▶ ENTRIES SUPPLIED
###

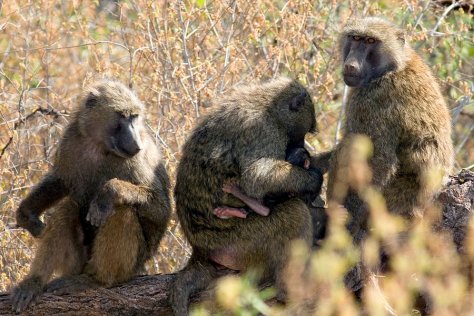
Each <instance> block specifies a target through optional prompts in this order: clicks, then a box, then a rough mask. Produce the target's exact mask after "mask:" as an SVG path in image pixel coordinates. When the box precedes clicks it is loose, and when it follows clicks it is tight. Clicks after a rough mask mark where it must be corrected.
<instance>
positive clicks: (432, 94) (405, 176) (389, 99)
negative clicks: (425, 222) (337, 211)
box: [327, 17, 454, 242]
mask: <svg viewBox="0 0 474 316" xmlns="http://www.w3.org/2000/svg"><path fill="white" fill-rule="evenodd" d="M340 47H341V52H342V61H343V76H344V82H345V83H346V84H347V85H348V86H349V87H350V91H349V96H348V99H347V100H348V101H347V112H346V121H345V135H344V138H343V140H342V141H341V143H340V144H339V145H338V146H337V148H336V151H335V153H334V154H333V155H332V158H331V167H330V172H329V177H328V191H327V192H328V197H329V199H333V200H336V201H337V202H341V203H344V205H345V206H346V208H347V209H348V211H349V213H350V215H351V216H350V220H349V224H348V228H349V231H350V232H351V234H352V236H353V237H354V240H355V241H356V242H358V241H360V240H362V239H363V238H364V235H365V232H366V225H367V219H368V210H367V208H366V205H364V203H363V202H362V201H361V199H360V198H359V197H358V195H357V193H356V190H355V189H354V188H352V189H350V190H349V193H348V195H347V196H346V197H345V199H344V197H342V196H340V195H341V192H338V190H337V189H335V188H336V186H337V183H341V182H347V180H346V179H345V178H346V173H345V172H344V171H343V170H344V166H345V165H346V164H347V159H350V158H348V157H344V156H345V154H344V152H345V150H344V148H348V146H349V145H350V144H351V141H352V139H353V138H354V136H355V135H356V134H363V135H366V136H368V137H369V138H370V140H371V141H372V143H373V155H372V157H371V158H370V160H369V166H370V167H371V169H372V184H373V185H374V186H375V187H376V188H377V189H379V190H380V191H381V192H382V194H383V197H384V198H385V201H386V204H387V208H388V209H389V211H391V212H392V213H394V214H397V215H400V216H402V217H404V218H406V219H408V220H410V219H413V218H414V217H418V216H421V215H422V209H423V205H426V203H427V202H429V201H430V199H431V198H432V197H433V195H434V193H435V192H433V190H432V189H430V188H431V187H432V186H430V185H428V184H427V183H426V175H427V173H428V172H430V171H431V170H440V171H442V172H443V173H444V174H447V173H448V172H449V171H450V169H451V167H452V165H453V159H454V155H453V147H452V142H451V122H450V115H449V111H448V108H447V106H446V103H445V101H444V99H443V96H442V95H441V92H440V88H439V86H438V83H437V81H436V79H435V77H434V76H433V75H432V73H431V71H430V70H429V68H428V66H427V65H426V64H425V63H424V62H423V60H422V59H421V57H420V56H419V55H417V54H416V53H415V52H414V51H413V50H412V49H411V48H410V47H409V45H408V43H407V42H406V39H405V35H404V32H403V31H402V30H401V29H399V28H397V27H395V26H393V25H392V24H391V23H389V22H387V21H385V20H383V19H381V18H376V17H368V18H364V19H356V20H354V21H352V22H350V23H349V24H348V25H347V26H346V27H345V28H344V31H343V32H342V35H341V38H340Z"/></svg>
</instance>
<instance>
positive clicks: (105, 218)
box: [86, 199, 114, 227]
mask: <svg viewBox="0 0 474 316" xmlns="http://www.w3.org/2000/svg"><path fill="white" fill-rule="evenodd" d="M103 202H104V201H100V202H99V201H97V199H94V200H93V201H92V202H91V204H90V206H89V211H88V212H87V216H86V220H87V221H89V222H90V223H91V224H92V225H94V226H96V227H101V226H102V225H104V224H105V222H106V221H107V219H108V218H109V217H110V216H111V215H112V214H113V213H114V207H113V205H112V204H111V203H107V202H104V203H103Z"/></svg>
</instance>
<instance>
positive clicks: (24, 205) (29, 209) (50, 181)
mask: <svg viewBox="0 0 474 316" xmlns="http://www.w3.org/2000/svg"><path fill="white" fill-rule="evenodd" d="M67 193H68V190H67V188H66V186H65V185H64V183H63V181H62V180H61V179H60V178H59V177H57V176H55V175H54V173H52V172H50V173H48V174H47V175H46V176H45V177H44V178H43V179H42V180H41V182H40V183H39V184H38V185H36V186H35V187H34V188H33V190H32V191H31V192H30V194H28V196H27V197H26V198H25V199H24V200H23V201H22V202H21V204H20V207H19V208H18V212H21V213H23V214H26V213H32V214H34V215H36V216H39V215H41V214H42V213H43V211H44V210H46V209H47V208H49V207H51V206H53V205H54V204H55V203H56V202H57V201H59V200H60V199H61V198H63V197H65V196H66V194H67Z"/></svg>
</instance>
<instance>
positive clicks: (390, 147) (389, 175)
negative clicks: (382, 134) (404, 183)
mask: <svg viewBox="0 0 474 316" xmlns="http://www.w3.org/2000/svg"><path fill="white" fill-rule="evenodd" d="M379 138H380V137H379ZM394 139H397V138H396V136H394V137H393V138H391V137H390V136H387V137H386V139H376V140H375V141H374V156H373V157H372V158H371V159H370V166H371V168H372V173H373V176H372V184H373V185H375V186H376V187H380V188H381V187H384V186H385V185H386V184H387V183H388V182H389V181H390V180H391V179H392V178H393V176H394V175H395V173H396V172H397V169H398V159H397V152H396V148H397V146H396V144H394V143H393V140H394Z"/></svg>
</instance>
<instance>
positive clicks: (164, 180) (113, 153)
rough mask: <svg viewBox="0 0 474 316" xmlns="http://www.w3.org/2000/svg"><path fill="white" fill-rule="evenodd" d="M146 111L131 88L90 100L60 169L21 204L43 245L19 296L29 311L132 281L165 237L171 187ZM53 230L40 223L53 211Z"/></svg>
mask: <svg viewBox="0 0 474 316" xmlns="http://www.w3.org/2000/svg"><path fill="white" fill-rule="evenodd" d="M144 118H145V108H144V105H143V104H142V103H141V102H140V100H138V98H137V97H136V96H135V95H134V94H133V93H132V92H131V91H130V90H129V89H128V88H127V87H125V86H124V85H122V84H121V83H119V82H116V81H110V80H104V81H100V82H98V83H95V84H93V85H91V86H90V87H89V88H87V89H86V90H85V92H84V95H83V97H82V102H81V104H80V106H79V107H78V109H77V111H76V113H75V114H74V116H73V117H72V120H71V122H70V124H69V125H68V127H67V129H66V131H65V133H64V136H63V137H62V139H61V141H60V144H59V147H58V150H57V153H56V157H55V161H54V165H53V167H52V169H51V170H50V171H49V172H48V174H46V175H45V176H44V178H43V179H42V180H41V182H40V183H39V184H37V185H36V186H35V187H34V188H33V190H32V191H31V192H30V193H29V194H28V196H27V197H26V198H25V199H24V200H23V201H22V202H21V204H20V206H19V208H18V210H17V213H16V217H17V222H18V225H19V226H21V227H24V228H26V229H27V230H28V231H30V232H31V233H32V234H33V235H34V236H36V237H38V238H39V239H38V248H37V250H36V254H35V258H34V261H33V263H32V265H31V269H30V272H29V274H28V276H26V278H25V279H24V280H23V281H22V282H20V284H19V285H18V286H17V287H15V288H14V289H13V291H12V300H13V309H14V310H15V311H21V310H23V309H25V308H26V307H27V306H28V304H29V303H30V302H32V301H35V300H36V299H37V297H38V296H39V295H40V294H41V293H42V292H43V291H44V289H45V285H46V283H47V282H48V281H49V279H50V278H51V277H52V275H53V273H56V275H58V276H60V278H59V279H56V280H54V281H53V282H51V283H50V284H49V285H48V286H47V290H50V291H58V292H59V293H64V292H68V291H74V290H78V289H84V288H88V287H95V286H111V285H114V284H117V283H120V282H124V281H127V280H128V279H130V278H131V277H132V276H134V275H136V274H137V273H138V272H139V271H142V270H143V268H144V262H145V261H146V260H147V259H148V258H150V257H151V256H152V255H153V254H154V253H155V252H156V251H157V248H158V245H159V242H160V240H161V238H162V236H163V234H164V232H165V229H166V226H167V223H168V220H169V216H170V212H171V206H170V196H169V194H170V193H169V189H170V185H169V179H168V175H167V171H166V169H165V166H164V163H163V160H162V157H161V153H160V151H159V149H158V147H157V146H156V145H155V142H154V139H153V137H152V136H151V135H150V134H149V132H148V131H147V130H146V127H145V124H144ZM53 207H54V209H53V212H52V215H51V217H50V218H49V220H48V222H47V225H46V226H45V227H44V224H43V223H42V222H41V220H40V219H39V216H40V215H41V214H42V213H43V212H44V211H45V210H46V209H48V208H53Z"/></svg>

###

▶ WHAT YOU WILL DO
List each line of the listing above that contains the string "positive".

▶ EXPECTED ANSWER
positive clicks: (432, 94) (405, 176) (389, 99)
positive clicks: (105, 218)
positive clicks: (24, 205) (29, 209) (50, 181)
positive clicks: (390, 147) (389, 175)
positive clicks: (164, 180) (113, 153)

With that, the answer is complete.